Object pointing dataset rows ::
-- begin --

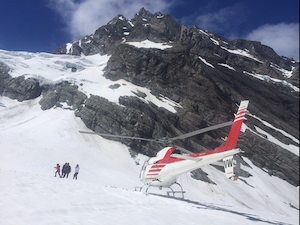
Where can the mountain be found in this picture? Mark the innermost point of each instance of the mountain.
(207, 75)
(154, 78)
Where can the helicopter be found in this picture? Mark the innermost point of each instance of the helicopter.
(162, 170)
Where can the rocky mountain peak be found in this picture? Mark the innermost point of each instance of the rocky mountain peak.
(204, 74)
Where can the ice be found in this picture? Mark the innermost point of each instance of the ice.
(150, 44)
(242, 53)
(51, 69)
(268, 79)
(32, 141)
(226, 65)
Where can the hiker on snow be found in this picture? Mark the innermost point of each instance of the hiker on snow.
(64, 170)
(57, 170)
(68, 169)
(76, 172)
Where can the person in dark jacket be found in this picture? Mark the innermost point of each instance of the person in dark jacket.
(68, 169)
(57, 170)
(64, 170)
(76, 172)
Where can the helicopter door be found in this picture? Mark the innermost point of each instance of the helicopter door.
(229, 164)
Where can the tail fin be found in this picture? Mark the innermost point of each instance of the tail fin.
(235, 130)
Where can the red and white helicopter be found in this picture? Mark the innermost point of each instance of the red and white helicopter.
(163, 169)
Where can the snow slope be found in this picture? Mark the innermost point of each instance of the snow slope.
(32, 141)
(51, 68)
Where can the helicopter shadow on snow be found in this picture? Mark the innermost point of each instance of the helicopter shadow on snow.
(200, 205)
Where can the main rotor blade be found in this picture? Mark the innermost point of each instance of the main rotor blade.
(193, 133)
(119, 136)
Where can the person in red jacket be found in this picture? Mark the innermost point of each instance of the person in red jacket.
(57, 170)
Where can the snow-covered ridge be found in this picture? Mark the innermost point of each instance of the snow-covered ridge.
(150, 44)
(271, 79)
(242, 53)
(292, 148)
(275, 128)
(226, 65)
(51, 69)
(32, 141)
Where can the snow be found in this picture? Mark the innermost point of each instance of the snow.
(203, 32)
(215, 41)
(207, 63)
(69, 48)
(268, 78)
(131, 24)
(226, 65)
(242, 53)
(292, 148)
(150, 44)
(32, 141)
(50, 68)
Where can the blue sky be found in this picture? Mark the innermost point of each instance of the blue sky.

-- end --

WHAT YOU WILL DO ::
The lines to reproduce run from the one that contains "Where can the snow slope" through the last line above; copy them exactly.

EXERCISE RESPONSE ::
Where can the snow slope be found in this picture? Mark the innermost point of each instance of the snow slope.
(32, 141)
(51, 68)
Where can the helicopter shadow on snow be found in this picture? Mark the innermost point of each instance of the helicopter shadow on snow.
(200, 205)
Where can the main rotor blade be found in this picture? Mark the innermost point of each instance of the main rotor blade.
(193, 133)
(119, 136)
Where can the person in red jacket be found in this picture? Mark the innermost point of each instance of the person in red jacket.
(57, 170)
Where can the snow-covered ridge be found in this picture? Mark the innermost point of each instance of the snow-covered ridge.
(150, 44)
(271, 79)
(242, 53)
(292, 148)
(275, 128)
(226, 65)
(51, 69)
(32, 141)
Where can the snow be found in this picture? Mark the innermost point of each instance of the snow.
(203, 32)
(215, 41)
(207, 63)
(69, 48)
(268, 78)
(131, 24)
(226, 65)
(242, 53)
(292, 148)
(150, 44)
(32, 141)
(50, 68)
Where can the blue sky be found in this picture? Mark the innermost point of each instance of the blue sky.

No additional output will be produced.